→ Task directions
Pick out and copy each line of the listing below that contains the string "clicks", treating uppercase and lowercase letters as distinct.
Data to use section start
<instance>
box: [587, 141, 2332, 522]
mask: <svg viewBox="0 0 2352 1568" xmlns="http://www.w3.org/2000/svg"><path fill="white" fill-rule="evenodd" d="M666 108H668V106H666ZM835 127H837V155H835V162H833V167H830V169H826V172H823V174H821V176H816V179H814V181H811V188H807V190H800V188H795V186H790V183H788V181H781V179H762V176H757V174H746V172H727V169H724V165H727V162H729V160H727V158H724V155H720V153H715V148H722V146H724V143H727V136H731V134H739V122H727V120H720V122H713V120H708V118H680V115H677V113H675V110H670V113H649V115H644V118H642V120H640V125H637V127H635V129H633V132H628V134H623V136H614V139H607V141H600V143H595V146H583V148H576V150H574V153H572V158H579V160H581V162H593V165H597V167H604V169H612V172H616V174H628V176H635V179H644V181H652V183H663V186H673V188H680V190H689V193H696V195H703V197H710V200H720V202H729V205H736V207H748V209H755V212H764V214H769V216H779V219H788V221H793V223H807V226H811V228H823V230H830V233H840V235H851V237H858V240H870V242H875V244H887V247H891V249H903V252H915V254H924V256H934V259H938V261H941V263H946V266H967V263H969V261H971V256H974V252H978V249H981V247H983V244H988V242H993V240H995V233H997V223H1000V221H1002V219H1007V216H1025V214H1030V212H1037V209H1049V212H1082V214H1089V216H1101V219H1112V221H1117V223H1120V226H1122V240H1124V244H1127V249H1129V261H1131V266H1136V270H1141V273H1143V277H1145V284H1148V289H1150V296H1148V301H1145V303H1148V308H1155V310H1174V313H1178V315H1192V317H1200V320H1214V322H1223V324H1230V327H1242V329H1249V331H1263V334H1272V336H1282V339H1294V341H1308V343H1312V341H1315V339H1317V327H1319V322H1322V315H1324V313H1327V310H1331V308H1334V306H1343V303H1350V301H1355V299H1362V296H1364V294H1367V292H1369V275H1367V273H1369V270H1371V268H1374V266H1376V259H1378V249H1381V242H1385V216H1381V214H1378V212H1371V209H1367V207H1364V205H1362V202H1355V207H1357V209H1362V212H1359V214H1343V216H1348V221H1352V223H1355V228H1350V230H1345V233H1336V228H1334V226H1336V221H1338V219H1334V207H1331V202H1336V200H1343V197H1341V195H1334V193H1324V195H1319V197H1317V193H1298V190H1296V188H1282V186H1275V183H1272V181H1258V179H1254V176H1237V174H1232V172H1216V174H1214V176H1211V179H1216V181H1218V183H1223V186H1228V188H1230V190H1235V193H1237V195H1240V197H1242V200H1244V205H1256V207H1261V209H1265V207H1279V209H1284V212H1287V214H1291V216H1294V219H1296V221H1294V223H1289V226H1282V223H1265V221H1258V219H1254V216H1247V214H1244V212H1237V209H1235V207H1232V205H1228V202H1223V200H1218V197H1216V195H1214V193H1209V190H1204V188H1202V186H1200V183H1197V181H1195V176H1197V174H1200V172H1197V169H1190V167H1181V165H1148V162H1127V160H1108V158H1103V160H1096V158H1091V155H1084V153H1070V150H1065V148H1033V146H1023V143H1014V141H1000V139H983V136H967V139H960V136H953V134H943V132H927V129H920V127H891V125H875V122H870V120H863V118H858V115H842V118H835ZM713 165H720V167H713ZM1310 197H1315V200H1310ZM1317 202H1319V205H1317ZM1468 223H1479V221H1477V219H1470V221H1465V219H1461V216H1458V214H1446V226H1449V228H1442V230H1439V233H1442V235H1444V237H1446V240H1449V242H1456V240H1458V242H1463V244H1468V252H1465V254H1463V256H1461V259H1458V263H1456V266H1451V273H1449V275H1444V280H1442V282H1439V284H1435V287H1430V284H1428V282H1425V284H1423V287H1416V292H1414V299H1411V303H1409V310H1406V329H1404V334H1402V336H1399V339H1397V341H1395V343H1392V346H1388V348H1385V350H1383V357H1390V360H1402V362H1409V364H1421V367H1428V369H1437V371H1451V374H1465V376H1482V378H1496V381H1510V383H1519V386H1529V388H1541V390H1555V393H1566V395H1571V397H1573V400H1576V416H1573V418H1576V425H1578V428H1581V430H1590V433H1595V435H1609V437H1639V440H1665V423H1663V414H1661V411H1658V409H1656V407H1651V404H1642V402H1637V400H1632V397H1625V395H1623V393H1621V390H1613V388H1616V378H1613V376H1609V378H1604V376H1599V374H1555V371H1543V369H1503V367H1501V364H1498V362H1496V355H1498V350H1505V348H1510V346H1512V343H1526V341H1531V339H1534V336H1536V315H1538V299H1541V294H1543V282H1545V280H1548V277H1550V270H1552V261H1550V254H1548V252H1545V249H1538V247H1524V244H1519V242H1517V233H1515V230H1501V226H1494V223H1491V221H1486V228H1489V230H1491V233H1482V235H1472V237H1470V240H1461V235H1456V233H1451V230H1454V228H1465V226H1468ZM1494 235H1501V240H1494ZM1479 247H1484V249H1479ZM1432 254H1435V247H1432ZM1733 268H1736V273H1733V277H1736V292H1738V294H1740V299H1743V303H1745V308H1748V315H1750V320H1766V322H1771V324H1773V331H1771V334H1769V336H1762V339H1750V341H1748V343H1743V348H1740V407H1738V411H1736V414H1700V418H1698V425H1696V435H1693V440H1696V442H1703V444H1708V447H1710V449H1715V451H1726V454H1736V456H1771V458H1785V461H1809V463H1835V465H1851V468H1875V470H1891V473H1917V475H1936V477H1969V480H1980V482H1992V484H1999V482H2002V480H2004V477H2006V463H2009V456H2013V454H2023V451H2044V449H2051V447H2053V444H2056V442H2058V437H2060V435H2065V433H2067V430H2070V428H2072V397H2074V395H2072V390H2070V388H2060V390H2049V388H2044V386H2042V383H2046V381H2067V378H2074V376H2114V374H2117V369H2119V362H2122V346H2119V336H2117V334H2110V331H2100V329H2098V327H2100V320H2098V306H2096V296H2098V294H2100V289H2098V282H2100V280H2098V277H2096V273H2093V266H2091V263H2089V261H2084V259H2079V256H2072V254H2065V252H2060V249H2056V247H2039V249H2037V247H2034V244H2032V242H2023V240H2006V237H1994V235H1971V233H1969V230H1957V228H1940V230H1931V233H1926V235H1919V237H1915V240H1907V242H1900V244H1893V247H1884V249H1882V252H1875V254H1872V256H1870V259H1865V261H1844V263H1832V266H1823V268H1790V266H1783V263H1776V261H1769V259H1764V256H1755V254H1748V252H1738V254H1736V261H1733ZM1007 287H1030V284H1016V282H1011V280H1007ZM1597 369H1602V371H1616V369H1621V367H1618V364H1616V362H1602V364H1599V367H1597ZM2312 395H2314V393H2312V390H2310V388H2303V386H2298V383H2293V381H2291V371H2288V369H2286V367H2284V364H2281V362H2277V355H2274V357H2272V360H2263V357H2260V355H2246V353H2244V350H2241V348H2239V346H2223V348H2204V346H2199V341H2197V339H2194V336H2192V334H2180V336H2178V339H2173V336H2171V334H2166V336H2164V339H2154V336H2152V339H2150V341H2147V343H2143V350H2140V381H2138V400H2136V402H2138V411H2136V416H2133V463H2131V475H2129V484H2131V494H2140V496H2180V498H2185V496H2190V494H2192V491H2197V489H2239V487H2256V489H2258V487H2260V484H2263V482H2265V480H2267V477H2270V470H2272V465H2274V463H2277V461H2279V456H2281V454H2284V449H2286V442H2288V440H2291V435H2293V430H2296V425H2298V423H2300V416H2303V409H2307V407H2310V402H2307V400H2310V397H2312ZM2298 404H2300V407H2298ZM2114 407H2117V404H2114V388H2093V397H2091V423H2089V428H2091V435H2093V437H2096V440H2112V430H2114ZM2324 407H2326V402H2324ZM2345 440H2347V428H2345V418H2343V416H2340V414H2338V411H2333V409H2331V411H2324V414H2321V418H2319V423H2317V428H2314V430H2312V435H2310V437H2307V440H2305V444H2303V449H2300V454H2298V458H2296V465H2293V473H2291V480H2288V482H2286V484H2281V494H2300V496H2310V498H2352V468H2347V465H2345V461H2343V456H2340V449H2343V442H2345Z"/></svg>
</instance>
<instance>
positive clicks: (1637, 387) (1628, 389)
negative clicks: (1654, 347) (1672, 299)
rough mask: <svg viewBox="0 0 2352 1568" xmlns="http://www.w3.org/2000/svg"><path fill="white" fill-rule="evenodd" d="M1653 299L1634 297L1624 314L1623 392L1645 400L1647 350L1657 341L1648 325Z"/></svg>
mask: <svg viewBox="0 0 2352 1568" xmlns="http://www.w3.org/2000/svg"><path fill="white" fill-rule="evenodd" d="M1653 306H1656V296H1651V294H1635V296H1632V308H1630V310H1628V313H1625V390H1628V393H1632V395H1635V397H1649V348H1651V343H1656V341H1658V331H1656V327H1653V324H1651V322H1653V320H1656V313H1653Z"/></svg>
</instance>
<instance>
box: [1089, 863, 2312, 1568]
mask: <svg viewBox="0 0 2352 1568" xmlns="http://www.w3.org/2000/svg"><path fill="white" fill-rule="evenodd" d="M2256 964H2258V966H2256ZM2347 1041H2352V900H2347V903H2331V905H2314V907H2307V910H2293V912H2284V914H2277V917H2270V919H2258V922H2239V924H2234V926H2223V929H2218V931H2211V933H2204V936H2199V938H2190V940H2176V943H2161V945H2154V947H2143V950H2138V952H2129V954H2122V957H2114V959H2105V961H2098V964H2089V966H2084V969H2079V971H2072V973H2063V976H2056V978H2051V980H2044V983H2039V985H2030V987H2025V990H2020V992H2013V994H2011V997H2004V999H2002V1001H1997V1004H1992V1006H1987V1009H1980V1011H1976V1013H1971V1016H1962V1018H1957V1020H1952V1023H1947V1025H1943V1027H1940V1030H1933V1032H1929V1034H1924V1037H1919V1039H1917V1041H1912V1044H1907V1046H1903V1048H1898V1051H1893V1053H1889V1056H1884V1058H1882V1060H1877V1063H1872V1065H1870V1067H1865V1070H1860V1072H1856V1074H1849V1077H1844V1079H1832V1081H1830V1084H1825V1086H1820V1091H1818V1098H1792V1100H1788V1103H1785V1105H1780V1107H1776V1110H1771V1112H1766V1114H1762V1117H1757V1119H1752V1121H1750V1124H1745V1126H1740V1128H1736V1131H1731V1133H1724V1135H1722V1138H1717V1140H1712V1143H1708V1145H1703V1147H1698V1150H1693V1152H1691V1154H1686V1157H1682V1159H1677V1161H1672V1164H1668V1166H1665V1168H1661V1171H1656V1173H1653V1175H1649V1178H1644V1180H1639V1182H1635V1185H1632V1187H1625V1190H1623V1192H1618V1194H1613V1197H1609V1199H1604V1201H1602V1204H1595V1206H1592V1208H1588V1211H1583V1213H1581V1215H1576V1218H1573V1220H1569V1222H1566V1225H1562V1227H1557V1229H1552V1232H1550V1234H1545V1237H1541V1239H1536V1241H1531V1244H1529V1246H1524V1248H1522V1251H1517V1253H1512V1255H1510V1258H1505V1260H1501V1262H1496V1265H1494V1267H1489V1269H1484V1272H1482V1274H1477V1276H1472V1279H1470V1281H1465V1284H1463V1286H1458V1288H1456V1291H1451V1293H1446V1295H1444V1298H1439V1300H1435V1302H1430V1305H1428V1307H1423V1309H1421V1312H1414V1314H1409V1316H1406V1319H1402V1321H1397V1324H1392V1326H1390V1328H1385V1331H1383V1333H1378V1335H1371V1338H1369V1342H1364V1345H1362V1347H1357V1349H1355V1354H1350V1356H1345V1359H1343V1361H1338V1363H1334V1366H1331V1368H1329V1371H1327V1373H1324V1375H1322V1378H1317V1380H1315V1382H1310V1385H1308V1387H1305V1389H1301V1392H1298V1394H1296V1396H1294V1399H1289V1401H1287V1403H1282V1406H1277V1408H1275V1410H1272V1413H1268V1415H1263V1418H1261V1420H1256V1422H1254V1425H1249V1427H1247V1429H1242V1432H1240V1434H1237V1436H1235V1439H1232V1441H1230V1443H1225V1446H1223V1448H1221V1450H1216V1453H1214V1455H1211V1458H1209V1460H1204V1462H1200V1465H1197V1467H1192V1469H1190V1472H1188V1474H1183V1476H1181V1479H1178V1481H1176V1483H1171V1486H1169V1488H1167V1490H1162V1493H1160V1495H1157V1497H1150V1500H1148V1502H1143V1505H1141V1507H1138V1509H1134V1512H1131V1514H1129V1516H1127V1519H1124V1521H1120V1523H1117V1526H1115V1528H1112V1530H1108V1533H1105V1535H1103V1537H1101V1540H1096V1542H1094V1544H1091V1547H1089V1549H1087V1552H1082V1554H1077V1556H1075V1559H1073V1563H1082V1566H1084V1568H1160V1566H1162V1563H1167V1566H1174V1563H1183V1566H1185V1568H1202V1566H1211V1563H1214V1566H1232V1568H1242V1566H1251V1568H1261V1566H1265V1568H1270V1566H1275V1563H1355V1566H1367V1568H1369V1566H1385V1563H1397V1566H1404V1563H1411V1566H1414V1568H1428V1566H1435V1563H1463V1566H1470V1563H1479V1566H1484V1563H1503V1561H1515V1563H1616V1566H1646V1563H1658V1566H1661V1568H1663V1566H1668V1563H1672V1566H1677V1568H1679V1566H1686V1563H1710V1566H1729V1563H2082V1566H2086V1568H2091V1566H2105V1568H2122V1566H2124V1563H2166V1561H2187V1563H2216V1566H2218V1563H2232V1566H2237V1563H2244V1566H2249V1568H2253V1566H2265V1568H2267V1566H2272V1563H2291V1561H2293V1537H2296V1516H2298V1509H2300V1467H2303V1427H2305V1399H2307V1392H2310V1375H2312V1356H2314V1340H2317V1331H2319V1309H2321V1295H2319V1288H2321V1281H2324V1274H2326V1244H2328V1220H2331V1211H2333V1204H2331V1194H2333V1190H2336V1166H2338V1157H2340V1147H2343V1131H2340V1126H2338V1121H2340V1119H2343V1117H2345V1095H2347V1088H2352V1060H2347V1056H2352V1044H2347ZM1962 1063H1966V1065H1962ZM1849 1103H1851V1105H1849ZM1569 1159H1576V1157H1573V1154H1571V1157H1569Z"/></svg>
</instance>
Data to use section end
→ Exercise output
positive clicks: (1637, 387) (1628, 389)
negative clicks: (1654, 347) (1672, 299)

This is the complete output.